## DATA
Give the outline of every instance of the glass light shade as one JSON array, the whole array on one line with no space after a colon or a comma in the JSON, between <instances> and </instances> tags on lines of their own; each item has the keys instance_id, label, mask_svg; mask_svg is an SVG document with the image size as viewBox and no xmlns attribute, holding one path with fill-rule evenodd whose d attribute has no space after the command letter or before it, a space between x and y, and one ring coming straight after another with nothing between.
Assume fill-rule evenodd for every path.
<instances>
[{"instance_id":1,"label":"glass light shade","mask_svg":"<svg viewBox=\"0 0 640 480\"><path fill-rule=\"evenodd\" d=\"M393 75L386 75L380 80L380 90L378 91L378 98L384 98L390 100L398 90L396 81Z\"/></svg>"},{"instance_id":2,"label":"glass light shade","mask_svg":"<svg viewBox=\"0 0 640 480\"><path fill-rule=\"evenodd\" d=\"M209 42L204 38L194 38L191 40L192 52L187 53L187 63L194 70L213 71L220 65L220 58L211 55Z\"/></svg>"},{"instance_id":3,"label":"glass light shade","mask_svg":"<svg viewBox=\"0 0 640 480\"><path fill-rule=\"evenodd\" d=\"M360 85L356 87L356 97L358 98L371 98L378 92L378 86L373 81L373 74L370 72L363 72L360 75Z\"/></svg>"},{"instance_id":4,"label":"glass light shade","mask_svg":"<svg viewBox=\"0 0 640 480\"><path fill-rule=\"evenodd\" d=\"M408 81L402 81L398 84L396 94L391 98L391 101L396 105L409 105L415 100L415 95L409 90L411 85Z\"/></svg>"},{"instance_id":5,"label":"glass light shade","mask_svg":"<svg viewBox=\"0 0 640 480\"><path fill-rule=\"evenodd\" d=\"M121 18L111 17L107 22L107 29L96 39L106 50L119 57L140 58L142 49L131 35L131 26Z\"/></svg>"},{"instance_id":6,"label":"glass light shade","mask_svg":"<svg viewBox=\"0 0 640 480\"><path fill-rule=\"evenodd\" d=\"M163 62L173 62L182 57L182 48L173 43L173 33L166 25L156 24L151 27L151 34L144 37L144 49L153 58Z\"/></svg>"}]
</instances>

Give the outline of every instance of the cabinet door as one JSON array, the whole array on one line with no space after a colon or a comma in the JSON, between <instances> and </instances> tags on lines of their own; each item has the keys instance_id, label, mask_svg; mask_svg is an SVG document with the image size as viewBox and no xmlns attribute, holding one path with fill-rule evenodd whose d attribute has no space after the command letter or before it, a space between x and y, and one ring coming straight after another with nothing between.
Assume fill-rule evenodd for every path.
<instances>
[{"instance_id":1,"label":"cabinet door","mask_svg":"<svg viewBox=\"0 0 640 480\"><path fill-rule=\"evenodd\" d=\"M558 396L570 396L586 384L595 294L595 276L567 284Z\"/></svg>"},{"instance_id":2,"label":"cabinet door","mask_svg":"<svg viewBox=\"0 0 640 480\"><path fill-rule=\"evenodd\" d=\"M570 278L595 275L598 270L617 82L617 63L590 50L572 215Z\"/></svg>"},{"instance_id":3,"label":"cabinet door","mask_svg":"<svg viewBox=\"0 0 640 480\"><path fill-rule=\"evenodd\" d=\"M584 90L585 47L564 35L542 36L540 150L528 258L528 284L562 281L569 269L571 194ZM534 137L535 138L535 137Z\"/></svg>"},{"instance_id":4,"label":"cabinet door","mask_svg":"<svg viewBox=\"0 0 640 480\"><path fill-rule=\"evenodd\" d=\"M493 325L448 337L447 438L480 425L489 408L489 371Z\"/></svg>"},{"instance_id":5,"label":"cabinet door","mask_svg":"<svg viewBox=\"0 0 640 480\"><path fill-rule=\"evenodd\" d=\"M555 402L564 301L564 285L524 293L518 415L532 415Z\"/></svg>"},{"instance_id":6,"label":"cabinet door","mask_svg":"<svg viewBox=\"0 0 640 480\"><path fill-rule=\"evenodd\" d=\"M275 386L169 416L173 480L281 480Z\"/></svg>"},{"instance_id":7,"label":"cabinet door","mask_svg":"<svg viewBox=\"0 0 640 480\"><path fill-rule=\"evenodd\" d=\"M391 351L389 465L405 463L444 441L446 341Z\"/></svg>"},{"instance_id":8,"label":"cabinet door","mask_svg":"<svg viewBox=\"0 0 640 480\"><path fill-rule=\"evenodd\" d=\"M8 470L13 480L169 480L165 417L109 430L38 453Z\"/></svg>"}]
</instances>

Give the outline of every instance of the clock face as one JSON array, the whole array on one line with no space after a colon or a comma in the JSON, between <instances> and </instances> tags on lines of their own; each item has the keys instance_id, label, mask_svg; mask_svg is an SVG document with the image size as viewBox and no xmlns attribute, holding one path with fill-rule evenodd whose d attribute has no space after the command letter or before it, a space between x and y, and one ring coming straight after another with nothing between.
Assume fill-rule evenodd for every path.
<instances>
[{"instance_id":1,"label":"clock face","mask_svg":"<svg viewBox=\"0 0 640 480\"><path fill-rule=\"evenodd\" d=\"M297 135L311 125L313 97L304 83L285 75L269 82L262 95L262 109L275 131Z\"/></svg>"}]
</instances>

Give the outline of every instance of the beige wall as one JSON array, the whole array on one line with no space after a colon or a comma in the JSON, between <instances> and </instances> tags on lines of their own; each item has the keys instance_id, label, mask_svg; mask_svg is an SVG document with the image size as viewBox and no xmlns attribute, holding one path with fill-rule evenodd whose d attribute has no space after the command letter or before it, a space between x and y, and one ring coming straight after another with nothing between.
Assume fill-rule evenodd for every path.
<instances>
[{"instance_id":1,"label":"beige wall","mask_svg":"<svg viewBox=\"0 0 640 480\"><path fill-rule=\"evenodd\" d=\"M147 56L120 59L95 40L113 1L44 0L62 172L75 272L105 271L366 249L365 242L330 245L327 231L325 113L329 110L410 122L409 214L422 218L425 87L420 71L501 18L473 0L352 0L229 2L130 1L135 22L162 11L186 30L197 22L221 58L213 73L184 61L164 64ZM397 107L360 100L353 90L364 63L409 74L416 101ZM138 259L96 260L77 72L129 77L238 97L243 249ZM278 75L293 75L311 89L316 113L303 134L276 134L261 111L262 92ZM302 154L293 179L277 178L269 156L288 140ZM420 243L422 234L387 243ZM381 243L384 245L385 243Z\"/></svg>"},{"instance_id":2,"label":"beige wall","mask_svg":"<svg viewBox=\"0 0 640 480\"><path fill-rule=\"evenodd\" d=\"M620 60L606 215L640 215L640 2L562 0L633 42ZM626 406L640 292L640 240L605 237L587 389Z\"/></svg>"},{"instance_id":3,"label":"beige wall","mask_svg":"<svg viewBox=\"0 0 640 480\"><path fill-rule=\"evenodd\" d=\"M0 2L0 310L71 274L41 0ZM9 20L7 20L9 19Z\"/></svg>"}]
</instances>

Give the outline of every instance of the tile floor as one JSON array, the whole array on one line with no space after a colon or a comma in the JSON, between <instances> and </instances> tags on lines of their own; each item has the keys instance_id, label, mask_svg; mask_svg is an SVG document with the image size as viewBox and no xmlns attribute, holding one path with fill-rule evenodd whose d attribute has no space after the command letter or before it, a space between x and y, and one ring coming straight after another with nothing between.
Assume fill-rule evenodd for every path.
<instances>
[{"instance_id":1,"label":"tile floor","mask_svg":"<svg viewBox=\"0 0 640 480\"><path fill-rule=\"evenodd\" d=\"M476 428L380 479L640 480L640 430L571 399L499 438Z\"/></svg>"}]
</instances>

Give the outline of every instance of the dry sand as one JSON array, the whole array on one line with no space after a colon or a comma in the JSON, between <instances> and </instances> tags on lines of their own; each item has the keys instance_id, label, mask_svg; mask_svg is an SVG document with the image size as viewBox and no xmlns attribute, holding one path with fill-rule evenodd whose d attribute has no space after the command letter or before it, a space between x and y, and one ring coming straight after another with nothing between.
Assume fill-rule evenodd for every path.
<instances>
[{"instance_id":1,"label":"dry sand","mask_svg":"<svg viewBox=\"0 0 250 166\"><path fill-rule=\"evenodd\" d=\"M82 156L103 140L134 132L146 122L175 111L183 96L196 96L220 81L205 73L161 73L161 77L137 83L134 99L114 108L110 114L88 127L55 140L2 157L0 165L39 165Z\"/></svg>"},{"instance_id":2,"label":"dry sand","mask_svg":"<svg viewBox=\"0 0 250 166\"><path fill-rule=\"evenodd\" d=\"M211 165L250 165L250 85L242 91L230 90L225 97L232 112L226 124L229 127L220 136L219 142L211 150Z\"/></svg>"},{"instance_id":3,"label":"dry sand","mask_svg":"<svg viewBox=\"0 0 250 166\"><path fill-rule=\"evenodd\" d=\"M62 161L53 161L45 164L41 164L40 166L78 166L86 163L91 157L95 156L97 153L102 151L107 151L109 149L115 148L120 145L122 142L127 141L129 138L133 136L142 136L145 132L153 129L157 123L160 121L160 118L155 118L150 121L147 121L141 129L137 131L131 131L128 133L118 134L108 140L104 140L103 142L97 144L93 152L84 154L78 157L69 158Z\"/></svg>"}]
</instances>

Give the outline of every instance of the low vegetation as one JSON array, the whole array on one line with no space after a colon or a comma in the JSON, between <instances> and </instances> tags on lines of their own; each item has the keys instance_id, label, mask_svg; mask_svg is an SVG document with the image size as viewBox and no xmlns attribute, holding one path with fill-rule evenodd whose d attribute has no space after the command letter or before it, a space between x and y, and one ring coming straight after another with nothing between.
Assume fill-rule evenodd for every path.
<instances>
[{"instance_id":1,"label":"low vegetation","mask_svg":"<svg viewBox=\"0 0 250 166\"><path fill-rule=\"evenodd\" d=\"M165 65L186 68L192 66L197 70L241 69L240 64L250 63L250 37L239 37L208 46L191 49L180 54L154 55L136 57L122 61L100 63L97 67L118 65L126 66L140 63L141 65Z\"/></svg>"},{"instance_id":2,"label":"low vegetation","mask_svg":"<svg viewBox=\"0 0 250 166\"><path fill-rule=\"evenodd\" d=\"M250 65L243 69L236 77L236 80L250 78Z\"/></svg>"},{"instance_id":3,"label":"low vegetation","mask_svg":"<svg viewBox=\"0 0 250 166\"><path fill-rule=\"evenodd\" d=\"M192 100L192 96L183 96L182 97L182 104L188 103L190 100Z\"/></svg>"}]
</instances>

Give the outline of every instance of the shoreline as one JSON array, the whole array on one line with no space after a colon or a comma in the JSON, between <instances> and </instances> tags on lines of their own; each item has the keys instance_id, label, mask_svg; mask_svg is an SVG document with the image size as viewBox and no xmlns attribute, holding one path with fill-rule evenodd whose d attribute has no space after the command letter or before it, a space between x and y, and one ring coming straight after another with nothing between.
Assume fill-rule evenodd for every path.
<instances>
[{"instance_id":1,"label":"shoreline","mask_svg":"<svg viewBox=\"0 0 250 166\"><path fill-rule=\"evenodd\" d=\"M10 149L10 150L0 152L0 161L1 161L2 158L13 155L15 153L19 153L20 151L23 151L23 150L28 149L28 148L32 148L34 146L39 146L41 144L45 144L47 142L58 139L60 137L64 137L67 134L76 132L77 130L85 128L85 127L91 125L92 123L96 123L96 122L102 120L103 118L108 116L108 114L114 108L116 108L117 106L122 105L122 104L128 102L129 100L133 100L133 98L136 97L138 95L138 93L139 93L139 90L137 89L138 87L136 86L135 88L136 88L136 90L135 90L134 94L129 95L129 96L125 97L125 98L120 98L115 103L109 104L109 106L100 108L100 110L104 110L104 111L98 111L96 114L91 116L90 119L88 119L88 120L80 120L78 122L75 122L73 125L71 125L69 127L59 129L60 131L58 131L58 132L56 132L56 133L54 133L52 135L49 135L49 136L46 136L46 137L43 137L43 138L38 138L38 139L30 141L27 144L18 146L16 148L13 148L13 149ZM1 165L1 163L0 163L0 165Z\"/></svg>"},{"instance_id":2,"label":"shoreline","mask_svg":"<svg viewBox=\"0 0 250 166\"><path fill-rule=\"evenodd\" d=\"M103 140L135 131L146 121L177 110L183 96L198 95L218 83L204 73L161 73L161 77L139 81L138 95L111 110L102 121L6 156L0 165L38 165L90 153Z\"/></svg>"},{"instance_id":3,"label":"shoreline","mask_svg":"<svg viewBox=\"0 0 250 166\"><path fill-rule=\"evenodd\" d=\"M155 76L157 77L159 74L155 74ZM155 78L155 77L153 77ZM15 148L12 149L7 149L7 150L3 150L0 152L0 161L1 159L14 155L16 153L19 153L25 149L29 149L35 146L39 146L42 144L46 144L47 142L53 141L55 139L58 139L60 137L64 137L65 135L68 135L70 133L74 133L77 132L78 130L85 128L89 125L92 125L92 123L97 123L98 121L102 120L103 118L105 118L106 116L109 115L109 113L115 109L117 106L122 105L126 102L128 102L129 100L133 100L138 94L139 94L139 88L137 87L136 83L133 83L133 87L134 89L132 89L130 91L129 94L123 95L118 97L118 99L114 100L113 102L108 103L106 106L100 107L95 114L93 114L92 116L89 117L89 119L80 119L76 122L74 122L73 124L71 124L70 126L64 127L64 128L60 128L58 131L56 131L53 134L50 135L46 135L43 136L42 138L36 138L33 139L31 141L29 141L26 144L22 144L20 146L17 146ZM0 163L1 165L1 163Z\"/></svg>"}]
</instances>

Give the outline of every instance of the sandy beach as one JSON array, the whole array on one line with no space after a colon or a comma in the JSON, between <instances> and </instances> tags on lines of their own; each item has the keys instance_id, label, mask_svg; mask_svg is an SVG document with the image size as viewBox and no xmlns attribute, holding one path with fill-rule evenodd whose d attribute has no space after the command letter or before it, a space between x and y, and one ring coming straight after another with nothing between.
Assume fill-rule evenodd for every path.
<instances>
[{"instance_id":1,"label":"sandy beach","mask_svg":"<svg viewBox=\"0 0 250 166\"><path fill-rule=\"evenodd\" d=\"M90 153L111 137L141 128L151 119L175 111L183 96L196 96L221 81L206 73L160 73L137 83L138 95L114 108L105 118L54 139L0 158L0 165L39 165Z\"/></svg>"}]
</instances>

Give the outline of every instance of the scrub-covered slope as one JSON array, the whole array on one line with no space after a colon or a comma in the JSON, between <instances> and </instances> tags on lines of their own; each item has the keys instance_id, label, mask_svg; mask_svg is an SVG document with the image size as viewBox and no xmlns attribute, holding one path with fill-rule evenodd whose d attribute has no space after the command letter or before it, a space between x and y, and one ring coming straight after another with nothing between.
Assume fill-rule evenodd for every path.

## EXERCISE
Begin at the line containing "Give the outline of every instance of the scrub-covered" and reproduce every line through the last one in the records above, exactly.

## RESPONSE FOR THIS EXERCISE
Give the outline of every instance of the scrub-covered slope as one JSON array, the whole array on one line with no space after a colon or a comma in the JSON, between <instances> and </instances> tags on lines of their own; each item has the keys instance_id, label, mask_svg; mask_svg is an SVG document with the image size as viewBox and no xmlns attribute, holding one path with fill-rule evenodd whose d attribute has no space after the command letter or before it, a space between x and y, and one ring coming straight after another with nothing between.
Assume fill-rule evenodd for every path.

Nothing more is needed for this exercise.